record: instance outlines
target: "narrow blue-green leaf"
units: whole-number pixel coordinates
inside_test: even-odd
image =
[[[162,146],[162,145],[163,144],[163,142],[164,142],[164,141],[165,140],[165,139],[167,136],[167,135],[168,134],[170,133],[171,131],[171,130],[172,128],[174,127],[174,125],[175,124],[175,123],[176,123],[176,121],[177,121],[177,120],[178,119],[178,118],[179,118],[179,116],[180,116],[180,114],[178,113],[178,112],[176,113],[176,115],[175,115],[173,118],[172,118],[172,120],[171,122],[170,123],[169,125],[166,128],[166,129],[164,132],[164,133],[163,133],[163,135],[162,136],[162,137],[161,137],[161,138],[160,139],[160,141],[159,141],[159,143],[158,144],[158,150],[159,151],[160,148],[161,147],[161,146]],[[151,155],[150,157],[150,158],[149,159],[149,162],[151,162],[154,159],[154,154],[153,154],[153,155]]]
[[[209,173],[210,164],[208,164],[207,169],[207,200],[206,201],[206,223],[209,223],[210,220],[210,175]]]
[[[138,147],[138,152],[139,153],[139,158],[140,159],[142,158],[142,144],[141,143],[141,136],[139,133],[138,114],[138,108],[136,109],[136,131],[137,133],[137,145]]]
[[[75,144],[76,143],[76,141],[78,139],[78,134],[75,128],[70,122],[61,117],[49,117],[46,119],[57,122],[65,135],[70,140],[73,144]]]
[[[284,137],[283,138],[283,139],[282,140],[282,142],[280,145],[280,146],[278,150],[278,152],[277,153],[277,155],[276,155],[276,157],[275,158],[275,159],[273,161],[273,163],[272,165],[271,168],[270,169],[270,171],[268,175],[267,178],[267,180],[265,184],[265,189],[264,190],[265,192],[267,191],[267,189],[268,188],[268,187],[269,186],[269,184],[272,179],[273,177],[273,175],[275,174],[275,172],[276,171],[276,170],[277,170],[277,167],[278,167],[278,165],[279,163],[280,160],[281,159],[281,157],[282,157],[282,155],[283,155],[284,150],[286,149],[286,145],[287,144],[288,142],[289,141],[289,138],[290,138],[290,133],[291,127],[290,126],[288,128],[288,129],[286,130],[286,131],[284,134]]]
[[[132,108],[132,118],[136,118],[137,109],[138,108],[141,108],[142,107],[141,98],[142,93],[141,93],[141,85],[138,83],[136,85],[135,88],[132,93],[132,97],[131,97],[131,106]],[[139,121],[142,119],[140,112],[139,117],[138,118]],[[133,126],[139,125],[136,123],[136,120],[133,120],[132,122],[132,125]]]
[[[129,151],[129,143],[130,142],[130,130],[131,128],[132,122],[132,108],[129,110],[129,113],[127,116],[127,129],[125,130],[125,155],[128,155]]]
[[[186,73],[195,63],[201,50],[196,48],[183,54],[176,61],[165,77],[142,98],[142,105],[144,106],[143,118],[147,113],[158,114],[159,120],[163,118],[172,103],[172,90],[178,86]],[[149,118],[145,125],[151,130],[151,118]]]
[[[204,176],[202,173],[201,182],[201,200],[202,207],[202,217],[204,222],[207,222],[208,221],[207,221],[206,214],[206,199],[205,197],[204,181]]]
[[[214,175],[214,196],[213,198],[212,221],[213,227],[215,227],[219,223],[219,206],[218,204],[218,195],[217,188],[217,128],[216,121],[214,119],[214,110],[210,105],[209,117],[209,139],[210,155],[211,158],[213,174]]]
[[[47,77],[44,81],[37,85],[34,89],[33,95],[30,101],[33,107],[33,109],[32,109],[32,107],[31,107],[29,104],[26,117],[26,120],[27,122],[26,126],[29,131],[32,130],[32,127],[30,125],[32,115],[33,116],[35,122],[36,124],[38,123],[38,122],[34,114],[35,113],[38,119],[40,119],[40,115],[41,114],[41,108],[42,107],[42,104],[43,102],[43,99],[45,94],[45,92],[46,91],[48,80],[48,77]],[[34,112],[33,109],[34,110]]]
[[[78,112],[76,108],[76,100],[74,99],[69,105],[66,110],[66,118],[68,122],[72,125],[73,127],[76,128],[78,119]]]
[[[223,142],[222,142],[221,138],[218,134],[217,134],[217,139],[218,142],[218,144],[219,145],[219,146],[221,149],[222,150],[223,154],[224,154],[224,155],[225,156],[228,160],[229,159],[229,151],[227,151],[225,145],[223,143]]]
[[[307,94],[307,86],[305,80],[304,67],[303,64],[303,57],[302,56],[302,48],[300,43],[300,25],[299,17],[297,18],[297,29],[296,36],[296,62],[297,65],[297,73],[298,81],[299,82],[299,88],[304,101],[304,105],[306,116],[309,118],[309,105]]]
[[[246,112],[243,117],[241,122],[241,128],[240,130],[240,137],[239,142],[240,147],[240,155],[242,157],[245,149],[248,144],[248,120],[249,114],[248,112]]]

————————

» **TASK TO COMPLETE**:
In this exercise, repeat all entries exactly.

» **THE COMPLETED TASK**:
record: instance outlines
target: "narrow blue-green leaf"
units: whole-number pixel coordinates
inside_test: even-odd
image =
[[[162,146],[162,145],[163,144],[163,142],[164,142],[164,141],[165,140],[165,139],[167,136],[167,135],[168,134],[170,133],[171,131],[171,130],[172,128],[174,127],[174,125],[175,124],[175,123],[176,123],[176,121],[177,121],[177,120],[178,119],[178,118],[179,118],[179,116],[180,116],[180,114],[178,113],[178,112],[176,113],[176,115],[175,115],[173,118],[172,118],[172,120],[171,122],[170,123],[169,125],[166,128],[166,129],[164,132],[164,133],[163,133],[163,135],[162,136],[162,137],[161,137],[161,138],[160,139],[160,141],[159,141],[159,143],[158,144],[158,150],[159,151],[160,148],[161,147],[161,146]],[[151,155],[150,157],[150,158],[149,159],[149,162],[151,162],[154,159],[154,154],[153,154],[153,155]]]
[[[209,173],[210,164],[208,164],[207,169],[207,200],[206,201],[206,223],[209,223],[210,220],[210,175]]]
[[[138,147],[138,152],[139,153],[139,158],[140,159],[142,158],[142,144],[141,143],[141,136],[139,133],[138,114],[138,108],[136,109],[136,131],[137,133],[137,145]]]
[[[75,144],[76,143],[76,141],[78,139],[78,134],[75,128],[70,122],[61,117],[49,117],[46,119],[57,122],[65,135],[70,140],[73,144]]]
[[[284,137],[283,138],[283,139],[282,140],[282,142],[280,145],[280,146],[278,150],[278,152],[277,153],[277,155],[276,155],[276,157],[275,158],[275,159],[273,161],[273,163],[272,165],[271,168],[270,169],[270,171],[268,175],[267,178],[267,180],[265,184],[265,189],[264,190],[265,192],[267,191],[267,189],[268,188],[268,187],[269,186],[269,184],[272,179],[273,177],[273,175],[275,174],[275,172],[276,171],[276,170],[277,170],[277,167],[278,167],[278,165],[279,163],[280,160],[281,159],[281,157],[282,157],[282,155],[283,155],[284,150],[286,149],[286,145],[287,144],[288,142],[289,141],[289,138],[290,138],[290,133],[291,127],[290,126],[288,128],[288,129],[286,130],[286,131],[284,134]]]
[[[132,108],[132,118],[136,118],[137,109],[138,108],[141,108],[142,107],[141,98],[142,93],[141,93],[141,85],[138,83],[136,85],[135,88],[132,93],[132,97],[131,97],[131,106]],[[139,121],[142,119],[140,112],[139,117],[138,118]],[[133,126],[139,125],[136,123],[136,120],[133,120],[132,122],[132,125]]]
[[[129,151],[129,143],[130,142],[130,130],[131,128],[132,122],[132,108],[129,110],[129,113],[127,116],[127,129],[125,130],[125,155],[128,155]]]
[[[186,73],[195,63],[201,50],[196,48],[183,54],[176,61],[165,77],[142,98],[142,105],[144,106],[143,118],[147,113],[158,114],[159,120],[163,118],[172,103],[172,90],[178,86]],[[149,118],[145,125],[151,130],[151,118]]]
[[[204,176],[202,173],[201,182],[201,200],[202,207],[202,217],[204,222],[207,222],[208,221],[207,221],[206,214],[206,199],[205,197],[204,181]]]
[[[214,175],[214,196],[213,198],[212,221],[213,227],[215,227],[219,223],[219,206],[218,204],[218,195],[217,188],[217,128],[216,121],[214,119],[214,110],[210,105],[209,117],[209,139],[210,155],[211,158],[213,174]]]
[[[47,77],[44,81],[37,85],[34,89],[33,95],[30,101],[33,107],[33,109],[32,109],[32,107],[31,107],[29,104],[26,117],[26,120],[27,122],[26,126],[29,131],[32,130],[32,127],[30,125],[32,115],[33,116],[35,122],[36,124],[38,123],[38,122],[34,114],[35,113],[38,119],[40,119],[40,115],[41,114],[41,108],[42,107],[42,104],[43,102],[43,99],[45,94],[45,92],[46,91],[48,80],[48,77]],[[34,112],[33,109],[34,110]]]
[[[78,112],[76,108],[76,100],[74,99],[69,105],[66,110],[66,118],[68,122],[72,125],[73,127],[76,128],[78,119]]]
[[[223,142],[222,142],[221,138],[218,134],[217,134],[217,139],[218,142],[218,144],[219,145],[219,146],[221,149],[222,150],[223,154],[224,154],[224,155],[225,156],[228,160],[229,159],[229,151],[227,151],[225,145],[223,143]]]
[[[307,94],[307,86],[305,80],[304,67],[303,64],[303,57],[302,56],[302,48],[300,43],[300,25],[299,17],[297,18],[297,29],[296,36],[296,62],[297,65],[297,73],[298,81],[299,82],[299,88],[304,101],[304,105],[306,116],[309,118],[309,105]]]
[[[246,112],[243,117],[241,122],[241,128],[240,130],[240,137],[239,142],[240,147],[240,155],[242,157],[245,149],[248,144],[248,120],[249,114],[248,112]]]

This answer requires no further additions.